- [PROBLEM STATEMENT]:
Repeat all entries exactly.
————————
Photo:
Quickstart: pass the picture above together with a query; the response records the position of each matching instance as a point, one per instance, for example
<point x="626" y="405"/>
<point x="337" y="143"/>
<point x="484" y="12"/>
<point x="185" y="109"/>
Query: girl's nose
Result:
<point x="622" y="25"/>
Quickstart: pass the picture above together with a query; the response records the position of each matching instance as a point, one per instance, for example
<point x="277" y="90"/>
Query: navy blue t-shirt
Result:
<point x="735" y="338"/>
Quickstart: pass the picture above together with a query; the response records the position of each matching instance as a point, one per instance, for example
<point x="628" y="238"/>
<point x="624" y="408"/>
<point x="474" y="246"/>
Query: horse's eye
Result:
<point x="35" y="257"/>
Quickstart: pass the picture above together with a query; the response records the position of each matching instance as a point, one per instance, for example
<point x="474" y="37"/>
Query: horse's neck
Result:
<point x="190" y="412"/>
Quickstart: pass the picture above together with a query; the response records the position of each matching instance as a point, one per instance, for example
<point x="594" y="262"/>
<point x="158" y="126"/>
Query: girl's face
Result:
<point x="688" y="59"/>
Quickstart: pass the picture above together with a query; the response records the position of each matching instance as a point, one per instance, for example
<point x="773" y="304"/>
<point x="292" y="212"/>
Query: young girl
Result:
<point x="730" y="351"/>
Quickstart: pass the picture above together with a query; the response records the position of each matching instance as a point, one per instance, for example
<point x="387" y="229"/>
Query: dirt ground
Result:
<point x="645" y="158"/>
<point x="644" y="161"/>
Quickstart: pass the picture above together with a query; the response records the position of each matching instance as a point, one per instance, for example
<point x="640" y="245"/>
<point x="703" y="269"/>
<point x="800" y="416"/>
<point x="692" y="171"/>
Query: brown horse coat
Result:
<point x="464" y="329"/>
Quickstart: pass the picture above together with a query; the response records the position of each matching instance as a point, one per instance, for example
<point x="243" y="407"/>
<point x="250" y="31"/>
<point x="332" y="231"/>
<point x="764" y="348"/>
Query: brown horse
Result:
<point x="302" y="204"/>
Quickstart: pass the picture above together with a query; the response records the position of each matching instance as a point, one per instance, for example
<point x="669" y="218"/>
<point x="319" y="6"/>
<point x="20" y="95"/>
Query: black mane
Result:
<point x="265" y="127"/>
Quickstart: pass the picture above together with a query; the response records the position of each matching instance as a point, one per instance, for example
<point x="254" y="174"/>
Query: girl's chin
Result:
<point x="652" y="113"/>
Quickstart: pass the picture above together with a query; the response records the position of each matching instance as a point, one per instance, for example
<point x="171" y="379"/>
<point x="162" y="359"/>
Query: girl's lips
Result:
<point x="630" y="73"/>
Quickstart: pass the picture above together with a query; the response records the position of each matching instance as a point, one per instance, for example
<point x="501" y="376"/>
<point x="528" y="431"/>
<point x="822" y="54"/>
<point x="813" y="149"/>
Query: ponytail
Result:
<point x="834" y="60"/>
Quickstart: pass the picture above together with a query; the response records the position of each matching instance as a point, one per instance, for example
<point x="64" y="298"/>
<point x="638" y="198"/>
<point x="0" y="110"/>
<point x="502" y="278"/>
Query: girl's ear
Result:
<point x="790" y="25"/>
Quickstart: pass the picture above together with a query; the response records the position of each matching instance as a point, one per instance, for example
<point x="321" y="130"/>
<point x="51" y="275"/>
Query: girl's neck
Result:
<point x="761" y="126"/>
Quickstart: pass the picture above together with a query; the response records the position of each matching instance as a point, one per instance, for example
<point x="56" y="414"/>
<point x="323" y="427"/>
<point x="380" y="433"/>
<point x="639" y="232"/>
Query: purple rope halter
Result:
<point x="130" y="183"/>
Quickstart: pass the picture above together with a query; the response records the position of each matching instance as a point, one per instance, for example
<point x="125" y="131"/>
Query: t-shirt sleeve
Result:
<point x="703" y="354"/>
————————
- [TASK SOLUTION]:
Photo:
Quickstart: pass the picture above together with a query; the response records the position of each matching instance as a point, one per instance, for example
<point x="626" y="405"/>
<point x="337" y="143"/>
<point x="484" y="12"/>
<point x="185" y="109"/>
Query: girl's nose
Result:
<point x="622" y="25"/>
Quickstart: pass the picture above together with a query; the response records the position of each matching instance as a point, one per instance, for example
<point x="277" y="90"/>
Query: navy blue t-shirt
Result:
<point x="735" y="338"/>
Quickstart: pass the picture above together with a query; the response records the position of each matching instance as a point, one per instance, for example
<point x="628" y="238"/>
<point x="624" y="408"/>
<point x="474" y="246"/>
Query: horse's eye
Result:
<point x="35" y="257"/>
Quickstart: pass the picture above together with a query; the response records the position of each matching instance as a point, one per instance, for example
<point x="474" y="37"/>
Query: horse's neck
Result:
<point x="190" y="412"/>
Quickstart: pass the picture above together with a query; the response records the position of each matching instance as a point, one per instance, for example
<point x="594" y="262"/>
<point x="158" y="126"/>
Query: girl's face
Result:
<point x="688" y="59"/>
Quickstart: pass the picture above together with a query; the response records the position of each matching instance as a point, one per instance, for example
<point x="773" y="304"/>
<point x="292" y="212"/>
Query: young girl
Result:
<point x="730" y="351"/>
Quickstart: pass the picture above together with a query; the response records the position of each matching instance as a point, one per instance, for example
<point x="387" y="229"/>
Query: dirt ground
Result:
<point x="645" y="158"/>
<point x="644" y="161"/>
Quickstart: pass the picture above together with a query; the response records the position of each matching instance as a point, one per instance, for example
<point x="640" y="245"/>
<point x="703" y="269"/>
<point x="800" y="416"/>
<point x="692" y="171"/>
Query: brown horse coat
Result:
<point x="464" y="329"/>
Quickstart: pass the picture above together with a query; the response records the position of each matching instance as a point, one per instance, for example
<point x="243" y="407"/>
<point x="250" y="31"/>
<point x="332" y="231"/>
<point x="764" y="348"/>
Query: brown horse
Result:
<point x="302" y="204"/>
Quickstart: pass the picture above together with a query; the response records the position of each matching instance as a point, one per instance, for example
<point x="669" y="218"/>
<point x="319" y="6"/>
<point x="20" y="95"/>
Query: black mane
Result:
<point x="265" y="127"/>
Quickstart: pass the picture above together with a query; the response records the position of each matching instance as a point, one per instance, for example
<point x="254" y="174"/>
Query: girl's chin
Result:
<point x="652" y="113"/>
Quickstart: pass the picture above together with a query; the response records the position of each matching instance as a point, one per instance, for example
<point x="171" y="379"/>
<point x="162" y="359"/>
Query: girl's lips
Result:
<point x="630" y="73"/>
Quickstart: pass the picture above together with a query; the response records the position of each matching instance as a point, one per instance, for example
<point x="501" y="376"/>
<point x="528" y="431"/>
<point x="822" y="54"/>
<point x="813" y="149"/>
Query: ponytail
Result:
<point x="834" y="60"/>
Quickstart: pass the picture above together with a query; the response records the position of each matching instance as a point, one per instance, for example
<point x="64" y="298"/>
<point x="638" y="198"/>
<point x="0" y="110"/>
<point x="502" y="278"/>
Query: girl's ear
Result:
<point x="790" y="25"/>
Quickstart: pass the picture above together with a query; the response records the position of each matching instance as a point, one per instance, for example
<point x="321" y="130"/>
<point x="51" y="275"/>
Query: girl's neck
Result:
<point x="761" y="126"/>
Quickstart: pass the picture above together with a query; the response records the position of each matching instance as a point, one per instance, for example
<point x="56" y="414"/>
<point x="323" y="427"/>
<point x="380" y="433"/>
<point x="639" y="232"/>
Query: purple rope halter
Result:
<point x="130" y="183"/>
Quickstart: pass the picture above together with a query; the response records the position of each matching instance as a point, one per instance, for example
<point x="125" y="131"/>
Query: t-shirt sleeve
Result:
<point x="703" y="354"/>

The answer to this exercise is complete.